Items listed in a dataset:
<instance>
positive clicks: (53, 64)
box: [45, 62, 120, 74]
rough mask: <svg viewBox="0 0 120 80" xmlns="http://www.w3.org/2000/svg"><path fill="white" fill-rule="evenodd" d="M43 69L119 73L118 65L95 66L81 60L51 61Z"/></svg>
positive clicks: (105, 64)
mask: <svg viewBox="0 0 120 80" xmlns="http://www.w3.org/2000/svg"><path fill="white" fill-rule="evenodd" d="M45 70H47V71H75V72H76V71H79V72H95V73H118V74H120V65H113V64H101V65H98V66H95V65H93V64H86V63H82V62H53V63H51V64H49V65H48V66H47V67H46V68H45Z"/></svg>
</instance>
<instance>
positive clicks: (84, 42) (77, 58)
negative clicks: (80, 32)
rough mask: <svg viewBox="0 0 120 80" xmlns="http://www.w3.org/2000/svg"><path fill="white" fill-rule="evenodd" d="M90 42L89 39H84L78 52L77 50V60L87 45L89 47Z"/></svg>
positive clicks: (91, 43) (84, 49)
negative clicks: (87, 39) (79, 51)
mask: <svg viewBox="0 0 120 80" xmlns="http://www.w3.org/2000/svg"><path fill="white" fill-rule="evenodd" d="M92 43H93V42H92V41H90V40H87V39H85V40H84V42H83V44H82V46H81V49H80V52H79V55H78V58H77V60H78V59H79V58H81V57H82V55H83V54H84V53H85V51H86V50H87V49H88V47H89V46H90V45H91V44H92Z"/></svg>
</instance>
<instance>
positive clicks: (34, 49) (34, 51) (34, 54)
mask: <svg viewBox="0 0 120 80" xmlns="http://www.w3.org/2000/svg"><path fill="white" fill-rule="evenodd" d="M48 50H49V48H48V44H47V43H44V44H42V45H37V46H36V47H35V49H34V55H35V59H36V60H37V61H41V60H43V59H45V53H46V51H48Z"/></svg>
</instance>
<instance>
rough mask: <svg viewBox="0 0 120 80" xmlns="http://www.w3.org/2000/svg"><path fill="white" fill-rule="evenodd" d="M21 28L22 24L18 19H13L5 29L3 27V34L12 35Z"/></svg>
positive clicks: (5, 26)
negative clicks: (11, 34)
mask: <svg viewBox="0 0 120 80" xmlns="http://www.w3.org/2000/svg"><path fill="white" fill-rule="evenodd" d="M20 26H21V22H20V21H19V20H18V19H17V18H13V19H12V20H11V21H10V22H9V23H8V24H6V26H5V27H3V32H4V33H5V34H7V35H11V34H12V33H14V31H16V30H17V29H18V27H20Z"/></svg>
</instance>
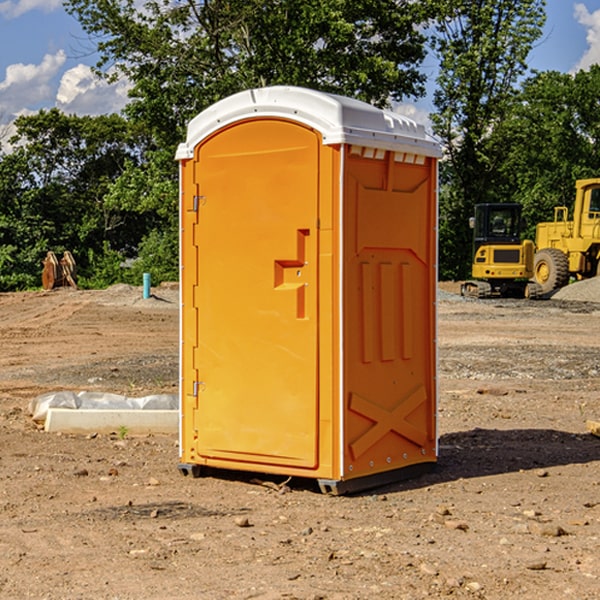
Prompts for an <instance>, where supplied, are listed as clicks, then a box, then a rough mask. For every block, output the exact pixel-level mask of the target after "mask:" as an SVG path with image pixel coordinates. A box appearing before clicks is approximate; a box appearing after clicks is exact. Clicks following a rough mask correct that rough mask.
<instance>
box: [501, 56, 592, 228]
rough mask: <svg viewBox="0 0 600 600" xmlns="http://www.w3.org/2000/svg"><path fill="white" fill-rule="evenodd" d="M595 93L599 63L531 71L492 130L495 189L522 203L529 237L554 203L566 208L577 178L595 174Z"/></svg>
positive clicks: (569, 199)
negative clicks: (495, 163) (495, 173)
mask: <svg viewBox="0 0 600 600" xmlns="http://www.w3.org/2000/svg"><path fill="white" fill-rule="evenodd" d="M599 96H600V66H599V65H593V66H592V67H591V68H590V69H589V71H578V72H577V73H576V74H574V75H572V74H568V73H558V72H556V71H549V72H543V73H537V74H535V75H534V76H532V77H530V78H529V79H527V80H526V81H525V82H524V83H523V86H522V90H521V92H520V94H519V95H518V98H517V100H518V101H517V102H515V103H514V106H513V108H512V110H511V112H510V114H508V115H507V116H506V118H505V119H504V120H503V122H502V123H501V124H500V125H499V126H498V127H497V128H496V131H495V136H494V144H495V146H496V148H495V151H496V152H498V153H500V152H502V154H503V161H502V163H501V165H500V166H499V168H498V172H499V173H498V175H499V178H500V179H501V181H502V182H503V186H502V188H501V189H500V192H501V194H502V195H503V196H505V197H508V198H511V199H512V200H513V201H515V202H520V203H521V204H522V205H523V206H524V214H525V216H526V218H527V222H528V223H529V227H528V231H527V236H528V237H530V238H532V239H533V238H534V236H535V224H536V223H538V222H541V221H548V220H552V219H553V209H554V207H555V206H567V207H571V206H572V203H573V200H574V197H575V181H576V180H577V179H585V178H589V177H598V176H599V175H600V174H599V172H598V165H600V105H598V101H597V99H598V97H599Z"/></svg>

= Exercise instructions =
Can you rewrite all the lines above as a numbered list, skipping any blank lines and leaving the pictures out?

= Response =
1. <instance>
2. positive clicks: (53, 64)
3. box: [45, 62, 120, 74]
4. rough mask: <svg viewBox="0 0 120 80" xmlns="http://www.w3.org/2000/svg"><path fill="white" fill-rule="evenodd" d="M43 69L119 73L118 65L95 66L81 60L51 61Z"/></svg>
5. positive clicks: (105, 64)
6. mask: <svg viewBox="0 0 120 80" xmlns="http://www.w3.org/2000/svg"><path fill="white" fill-rule="evenodd" d="M45 70H47V71H75V72H76V71H79V72H95V73H118V74H120V65H113V64H101V65H98V66H95V65H93V64H86V63H82V62H53V63H51V64H49V65H48V66H47V67H46V68H45Z"/></svg>
7. </instance>
8. <instance>
9. positive clicks: (84, 42) (77, 58)
10. negative clicks: (80, 32)
11. rough mask: <svg viewBox="0 0 120 80" xmlns="http://www.w3.org/2000/svg"><path fill="white" fill-rule="evenodd" d="M90 42L89 39H84L78 52L77 50V60L87 45L89 47Z"/></svg>
12. positive clicks: (91, 43) (84, 49)
13. negative clicks: (87, 39) (79, 51)
14. mask: <svg viewBox="0 0 120 80" xmlns="http://www.w3.org/2000/svg"><path fill="white" fill-rule="evenodd" d="M92 43H93V42H92V41H90V40H87V39H85V40H84V42H83V44H82V46H81V49H80V52H79V55H78V58H77V60H78V59H79V58H81V57H82V55H83V54H84V53H85V51H86V50H87V49H88V47H89V46H90V45H91V44H92Z"/></svg>
15. </instance>
16. <instance>
17. positive clicks: (34, 49) (34, 51) (34, 54)
18. mask: <svg viewBox="0 0 120 80" xmlns="http://www.w3.org/2000/svg"><path fill="white" fill-rule="evenodd" d="M48 50H49V48H48V44H47V43H44V44H42V45H37V46H36V47H35V49H34V55H35V59H36V60H37V61H41V60H43V59H45V53H46V51H48Z"/></svg>
19. </instance>
20. <instance>
21. rough mask: <svg viewBox="0 0 120 80" xmlns="http://www.w3.org/2000/svg"><path fill="white" fill-rule="evenodd" d="M21 28L22 24L18 19H13L5 29L3 27V34L12 35Z"/></svg>
22. positive clicks: (5, 26)
23. negative clicks: (11, 34)
24. mask: <svg viewBox="0 0 120 80" xmlns="http://www.w3.org/2000/svg"><path fill="white" fill-rule="evenodd" d="M20 26H21V22H20V21H19V20H18V19H17V18H13V19H12V20H11V21H10V22H9V23H8V24H6V26H5V27H3V32H4V33H5V34H7V35H11V34H12V33H14V31H16V30H17V29H18V27H20Z"/></svg>
25. </instance>
26. Prompts for an <instance>, where supplied, are listed as clicks, then a box, then a rough mask. For every block, output the exact pixel-level mask of the target after "mask:" as an SVG path with image pixel coordinates. A box appearing before clicks is approximate; a box appearing after clicks is exact. Clicks following a rough mask correct that rough mask.
27. <instance>
28. box: [501, 56, 592, 228]
29. rough mask: <svg viewBox="0 0 600 600" xmlns="http://www.w3.org/2000/svg"><path fill="white" fill-rule="evenodd" d="M595 93L599 63L531 71L492 130L495 189L522 203L529 237L554 203L566 208L577 178L595 174Z"/></svg>
30. positive clicks: (569, 199)
31. negative clicks: (495, 163) (495, 173)
32. mask: <svg viewBox="0 0 600 600" xmlns="http://www.w3.org/2000/svg"><path fill="white" fill-rule="evenodd" d="M599 96H600V66H599V65H593V66H592V67H591V68H590V69H589V71H578V72H577V73H576V74H574V75H572V74H568V73H558V72H556V71H549V72H543V73H537V74H535V75H534V76H532V77H530V78H529V79H527V80H526V81H525V82H524V83H523V86H522V90H521V92H520V94H519V95H518V98H517V100H518V101H517V102H515V103H514V106H513V108H512V110H511V112H510V114H508V115H507V116H506V118H505V119H504V120H503V122H502V123H501V124H500V125H499V126H498V127H497V128H496V131H495V136H494V144H495V146H496V148H495V151H496V152H498V153H500V152H502V154H503V161H502V163H501V165H500V166H499V168H498V172H499V173H498V175H499V178H500V179H501V181H502V182H503V186H502V188H501V189H500V192H501V194H502V195H503V196H505V197H508V198H511V199H512V200H513V201H515V202H520V203H521V204H522V205H523V206H524V214H525V216H526V218H527V222H528V223H529V227H528V231H527V236H528V237H530V238H532V239H533V238H534V236H535V224H536V223H538V222H541V221H548V220H552V219H553V209H554V207H555V206H567V207H571V206H572V203H573V200H574V197H575V181H576V180H577V179H585V178H589V177H598V176H599V175H600V174H599V172H598V165H600V105H598V101H597V99H598V97H599Z"/></svg>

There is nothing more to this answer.